# Short problem
Can you reproduce every one of the following items word for word, keeping each line unchanged?

# Materials provided

++++++++++

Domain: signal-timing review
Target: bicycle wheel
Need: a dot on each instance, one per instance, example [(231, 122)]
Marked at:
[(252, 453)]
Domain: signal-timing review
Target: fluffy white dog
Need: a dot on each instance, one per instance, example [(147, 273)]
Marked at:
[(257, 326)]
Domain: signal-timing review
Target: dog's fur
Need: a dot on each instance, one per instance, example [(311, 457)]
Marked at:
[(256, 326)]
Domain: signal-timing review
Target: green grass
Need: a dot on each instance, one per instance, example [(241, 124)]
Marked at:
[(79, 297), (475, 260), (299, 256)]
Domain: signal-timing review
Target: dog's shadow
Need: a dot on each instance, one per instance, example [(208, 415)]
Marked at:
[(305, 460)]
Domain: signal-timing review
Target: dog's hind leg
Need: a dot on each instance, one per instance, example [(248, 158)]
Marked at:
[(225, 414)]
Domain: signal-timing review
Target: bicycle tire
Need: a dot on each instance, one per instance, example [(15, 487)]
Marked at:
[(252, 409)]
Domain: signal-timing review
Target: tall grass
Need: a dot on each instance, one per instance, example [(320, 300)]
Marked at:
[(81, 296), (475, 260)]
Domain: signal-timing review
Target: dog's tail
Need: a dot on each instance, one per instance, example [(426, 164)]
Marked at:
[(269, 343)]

++++++++++

# Reply
Domain: signal-timing review
Target: bicycle wheel
Need: a dot on each instance, one per instance, example [(231, 122)]
Marked at:
[(252, 453)]
Domain: signal-timing review
Target: fluffy white dog
Need: a dot on each instance, one per instance, example [(147, 273)]
Marked at:
[(257, 326)]
Domain: signal-timing review
Target: dog's fur
Need: a dot on each instance, one per instance, example [(311, 457)]
Marked at:
[(256, 326)]
Domain: signal-timing review
Target: green grass
Need: a dot on each instance, one per instance, example [(241, 124)]
Marked at:
[(79, 297), (475, 260), (299, 256)]
Domain: signal-timing review
Target: dog's shadow
Need: a dot on each instance, one per instance, example [(208, 415)]
Marked at:
[(305, 460)]
Domain: signal-timing review
Target: dog's hind leg
Need: a dot on each instance, one per instance, example [(248, 158)]
Marked at:
[(225, 414)]
Domain: signal-timing review
Target: bicycle tire
Need: a dot on each instance, one per instance, example [(15, 487)]
Marked at:
[(252, 409)]
Domain: signal-timing review
Target: tall grass
Need: a dot on each instance, one per instance, example [(320, 300)]
Marked at:
[(81, 296), (475, 260)]
Domain: signal-timing review
Target: dog's tail
Need: a dot on each instance, one per instance, example [(426, 164)]
Marked at:
[(269, 343)]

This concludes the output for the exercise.